---------- Metin Alıntısı ----------
Bu temanın bir diğer örneği Şahane Misafir (2012) filminde görülür. Filmde, bir oyuncunun ölen tiyatro arkadaşlarının hayaletleriyle kurduğu ilişkiler işlenir. Bu hayaletler, bir anlamda onun yeni ailesi olur. Özpetek, bu filmde de aile kavramını sorgulayarak, toplumsal cinsiyet normlarının dışında bir aidiyet duygusu yaratmanın mümkün olduğunu gösterir.

Keza Nuovo Olimpo (2023) filminde de neredeyse anne-baba rolüne ilişkin hiçbir detaya rastlamayışımıza rağmen karakterlerin arkadaşları ile kurdukları ilişkinin seçilmiş aile kavramına dair bir ifade olduğu kaçınılmaz olarak izleyiciye sunulmaktadır.

Ferzan Özpetek’in Sinema Üslubu: Görsel Anlatım ve Müzik

Özpetek’in sinema dili sadece tematik olarak değil, görsel ve işitsel açıdan da güçlüdür. Renk kullanımı, sahne tasarımları ve ışık oyunlarıyla duygusal bir atmosfer yaratma konusunda başarılıdır. Özellikle mavi ve yeşil tonları, Özpetek’in filmlerinde sıkça karşımıza çıkar ve karakterlerin içsel dünyalarını yansıtan bir anlatı aracı olarak kullanılır.

Cahil Periler

Bunun yanında, müziğin Özpetek sinemasında özel bir yeri vardır. Filmlerinde müzik, hikâyeyi derinleştiren ve karakterlerin duygusal yolculuklarını pekiştiren bir unsur olarak kullanılır. Özpetek, genellikle melankolik ve nostaljik bir müzik tercih eder. Bu müzikler, filmin duygusal tonunu destekler ve izleyiciyi karakterlerin içsel dünyalarına daha da yakınlaştırır. Özellikle Hamam, Cahil Periler ve Nuovo Olimpo gibi filmlerde müzik, filmin ruhunu belirleyen bir unsur olarak öne çıkar.
----------
Özpetek sinemasını anlatan metinde "Özpetek’in sinema dili" ile başlayıp "olarak öne çıkar." ile biten bölümün tamamını, "mavi ve yeşil tonları" ifadesini "kırmızı ve sarı tonları" olarak değiştirerek yeniden yazın.
---------- Veri Bölümü ----------
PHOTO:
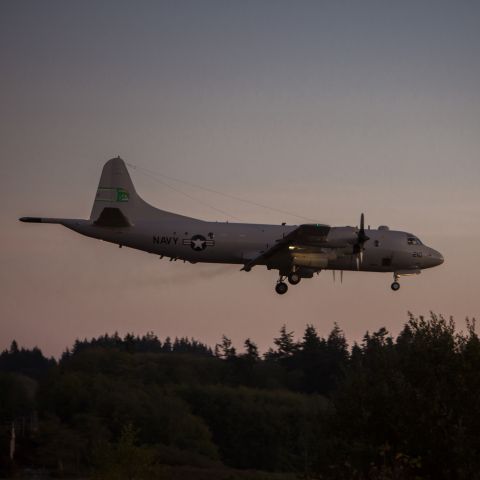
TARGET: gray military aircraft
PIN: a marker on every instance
(120, 216)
----------
• Sorunun Çözümü:
Özpetek’in sinema dili sadece tematik olarak değil, görsel ve işitsel açıdan da güçlüdür. Renk kullanımı, sahne tasarımları ve ışık oyunlarıyla duygusal bir atmosfer yaratma konusunda başarılıdır. Özellikle kırmızı ve sarı tonları, Özpetek’in filmlerinde sıkça karşımıza çıkar ve karakterlerin içsel dünyalarını yansıtan bir anlatı aracı olarak kullanılır.

Cahil Periler

Bunun yanında, müziğin Özpetek sinemasında özel bir yeri vardır. Filmlerinde müzik, hikâyeyi derinleştiren ve karakterlerin duygusal yolculuklarını pekiştiren bir unsur olarak kullanılır. Özpetek, genellikle melankolik ve nostaljik bir müzik tercih eder. Bu müzikler, filmin duygusal tonunu destekler ve izleyiciyi karakterlerin içsel dünyalarına daha da yakınlaştırır. Özellikle Hamam, Cahil Periler ve Nuovo Olimpo gibi filmlerde müzik, filmin ruhunu belirleyen bir unsur olarak öne çıkar.